━━━━━ Testo fornito
«...Penso a chi ha imparato ormai
che le cose iniziano dalla “bi”.
Perché puoi anche inseguire la “a”,
ma solo la “bi” sei sicuro
di trovarla sempre “lì”...».
Così mi disse, un bel giorno,
sotto sera, Topesio...
*******
I saluti che ci scambiamo lungo l'arco delle ore quotidiane, vengono tutti più o meno espressi con formule di micro-augurio: buon giorno, buon pomeriggio, buona mattinata, buonasera, buonanotte.
Consistono in piccoli auspici di trascorrere bene una certa parte del giorno. Sembra un fatto scontato, ma a ben guardare non lo è più di tanto, perché non in tutti i modi di salutare sono costruiti su una “espressione di speranza”. Se si pensa al più classico dei classici dei saluti italiani, il “ciao”, si vede infatti che non contiene un augurio, ma, con ogni probabilità, una forma di ossequio. L'etimo della paroluzza è molto incerto, ma (ormai anche i sassi e i granelli di sabbia lo sanno) pare che derivi da una contrazione del termine veneziano “sciào”, ossia “schiavo”. Dicendo “ciao” a qualcuno, ci si pone dunque in atteggiamento di deferenza, come a dire “sono servo tuo”.
Pur non essendo un esperto di espressioni d'incontro o di commiato internazionali, mi azzardo a dire che forse il “ciao” è uno dei più bei saluti del mondo. E' quasi giusto che il suo senso si sia perso lungo i miliardi di passaggi intercorsi di bocca in bocca, fra salutanti, attraversando il cammino del tempo. Perché al di là di cosa veramente significhino, questo tipo di saluti fanno leva principalmente sulla sonorità repentina, sul guizzo sillabico puro. Basta pensare al modo inglese di salutarsi in confidenza con un “bye-bye” (“bài-bài”), che può diventare un semplice “bye” o, ancor più ridotto, un “hi” (“hài”) d'estrema familiarità.
Chissà quanti altri tipi di questi “mini-salutignoli” esistono in moltissime altre lingue, o dialetti, o parlate varie, in tutto il mondo. Mi limito a citare i pochi che conosco, arcinoti, ipotizzando anche “associazioni caratteriali” relative, forse più frutto di suggestioni culturali annesse, che altro. Nella bellissima lingua sarda, c'è il simpatico “ahió” (o “ajó”, a seconda delle trascrizioni), che equivale ad un “ciao”, però con molta più decisione sonora (data soprattutto dalla “ó” chiusa e accentata sul finale), quasi a riflettere l'indole determinata che siamo soliti associare al fiero popolo di Sardegna. Nei paesi di lingua spagnola e affini (portoghese, brasiliano, e così via), usa invece il delizioso “hola” (o “olà”), che già di per sé suggerisce calore umano ed allegria. Gentilezza e disponibilità sono contenute poi nel cinese “ni hào”.
━━━━━━━━━━
━━━━━ Materiale mostrato
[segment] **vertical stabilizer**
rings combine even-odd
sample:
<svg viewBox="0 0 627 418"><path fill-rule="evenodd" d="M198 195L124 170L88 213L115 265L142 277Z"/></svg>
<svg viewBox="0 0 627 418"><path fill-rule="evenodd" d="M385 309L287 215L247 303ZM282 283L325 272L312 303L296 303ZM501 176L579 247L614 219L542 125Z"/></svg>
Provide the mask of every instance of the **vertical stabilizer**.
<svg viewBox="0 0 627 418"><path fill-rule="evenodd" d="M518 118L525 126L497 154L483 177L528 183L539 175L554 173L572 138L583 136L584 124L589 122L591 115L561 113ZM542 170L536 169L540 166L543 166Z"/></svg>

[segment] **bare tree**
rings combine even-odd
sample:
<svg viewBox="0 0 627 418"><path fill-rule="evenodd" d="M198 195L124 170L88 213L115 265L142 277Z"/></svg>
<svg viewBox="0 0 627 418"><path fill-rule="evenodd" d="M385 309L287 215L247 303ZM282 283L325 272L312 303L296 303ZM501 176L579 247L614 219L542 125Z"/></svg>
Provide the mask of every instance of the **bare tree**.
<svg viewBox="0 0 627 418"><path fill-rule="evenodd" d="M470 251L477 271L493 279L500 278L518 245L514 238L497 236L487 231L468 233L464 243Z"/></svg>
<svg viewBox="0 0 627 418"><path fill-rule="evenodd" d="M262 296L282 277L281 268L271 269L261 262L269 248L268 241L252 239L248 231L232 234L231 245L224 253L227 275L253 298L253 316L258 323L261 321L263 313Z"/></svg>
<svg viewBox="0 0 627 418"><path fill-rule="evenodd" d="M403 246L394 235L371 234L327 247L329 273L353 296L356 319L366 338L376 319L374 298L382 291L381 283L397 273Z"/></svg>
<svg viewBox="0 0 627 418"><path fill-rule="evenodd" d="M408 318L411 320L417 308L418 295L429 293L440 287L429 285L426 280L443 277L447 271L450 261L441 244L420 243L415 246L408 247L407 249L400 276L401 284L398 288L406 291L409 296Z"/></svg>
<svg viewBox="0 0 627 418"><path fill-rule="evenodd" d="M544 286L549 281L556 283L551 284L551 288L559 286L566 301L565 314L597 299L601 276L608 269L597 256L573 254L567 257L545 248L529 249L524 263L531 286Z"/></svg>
━━━━━━━━━━
▸ **Cosa fare**
a – Elenca le formule di micro-augurio che il testo sui saluti cita come saluti delle diverse ore del giorno.
b – Prosegui il testo sui saluti dal punto in cui si ferma.

▸ **Risposte in ordine**
a –
buon giorno
buon pomeriggio
buona mattinata
buonasera
buonanotte

b –
In generale, e non ci vuole un'aquila per accorgersene, tutti questi saluti di grado intimo, si basano sulla brevità e sulla prevalenza vocalica. Il suono delle vocali è dolce, lungo, avvolgente, quasi sospeso, sensorialmente affine ad atteggiamenti fisici quali abbracci, carezze, blandizie tattili varie. Molto improbabile sarebbe infatti rivolgersi ad un amico con una chilometrica formula di saluto zeppa di consonanti. Per quanto, potrebbe essere un esperimento interessante da farsi. La prossima volta che incontrate un caro conoscente, invece del solito “ciao”, provate a spiattellargli in faccia un originalissimo “sbrgnzofrrlmdürt” (e mi raccomando la “ü” dura)...così, per vedere un po' iannaccianamente l'effetto che fa.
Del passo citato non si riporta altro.